> _Passage to read_
301 A.3d 117
Md.2023Background
- Jacob Bennett, a Harford County public school teacher employed by the Harford County Board of Education (the Board), was elected to the Harford County Council in November 2022 and intended to serve while remaining a teacher.
- Harford County Charter § 207 prohibits a Council member from holding “any other office of profit or employment in the government of the State of Maryland, Harford County, or any municipality within Harford County.”
- The County sought declaratory and injunctive relief that Bennett was ineligible under § 207; the circuit court agreed and ordered Bennett to end his Board employment to serve on the Council.
- Bennett appealed; the Maryland Supreme Court (formerly Court of Appeals) reviewed whether § 207 applies to Board employees and whether the common-law doctrine of incompatible positions bars concurrent service.
- The Court found § 207 ambiguous as to county boards of education, applied the presumption favoring candidate eligibility, concluded the Board is independent (neither State nor County for § 207 purposes), and held § 207 does not bar Bennett.

> _Dataset extract_
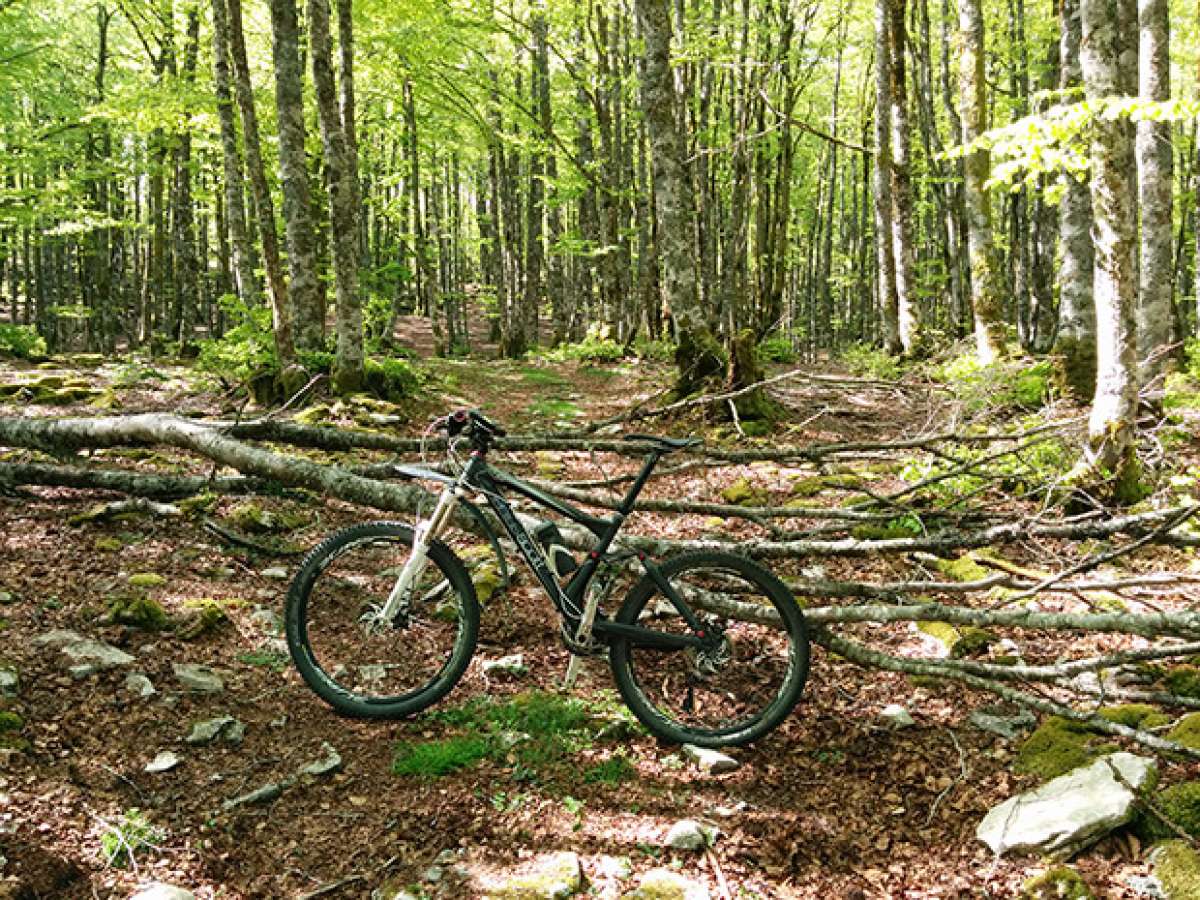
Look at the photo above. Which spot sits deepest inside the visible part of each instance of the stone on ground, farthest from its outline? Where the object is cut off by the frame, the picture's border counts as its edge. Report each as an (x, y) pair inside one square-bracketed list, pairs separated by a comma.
[(556, 876), (897, 717), (711, 761), (221, 726), (1069, 813), (163, 762), (505, 665), (198, 678), (690, 834), (84, 657), (666, 885), (163, 892)]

> _Problems_
1 – In the case summary on Harford County Charter § 207, when was Jacob Bennett elected to the Harford County Council?
2 – Resume the case summary on Harford County Charter § 207 immediately after its last sentence.
The lines have nothing to do with the case summary about Jacob Bennett and the Harford County Council.

> _Answers given_
1 – In November 2022.

2 –
- The Court also held the doctrine of incompatible positions does not disqualify Bennett because the Council lacks supervisory, appointive, removal, or salary-setting power over individual teachers and its budget role is too attenuated.
Issues
| Issue | Plaintiff's Argument (County) | Defendant's Argument (Bennett) | Held |
|---|---|---|---|
| Whether Charter § 207 bars a Board-employed teacher from serving on the Harford County Council | The Board is a State or County agency; § 207 therefore disqualifies Bennett | The Board is neither purely State nor County for § 207; employees are eligible | Court: § 207 ambiguous; apply presumption favoring eligibility; Board treated as independent for § 207 → Bennett eligible |
| Whether the doctrine of incompatible positions prohibits concurrent service as teacher and Council member | Council’s budget and appointment role over Board members creates a conflict; positions incompatible | No present or prospective conflict; Council has no supervisory, appointive, removal, or individual salary-setting power over teachers | Court: No incompatibility — roles too attenuated; no subordinate or appointive/salary power linking offices |
Key Cases Cited
- Hetrich v. County Comm’rs of Anne Arundel County, 222 Md. 304 (1960) (articulates test for incompatibility: supervisory/appointive or salary-setting power and present/prospective conflicts)
- Lilly v. Jones, 158 Md. 260 (1930) (incompatibility doctrine precedent)
- Donlon v. Montgomery County Pub. Schs., 460 Md. 62 (2018) (county boards may be State, local, hybrid, or independent depending on context)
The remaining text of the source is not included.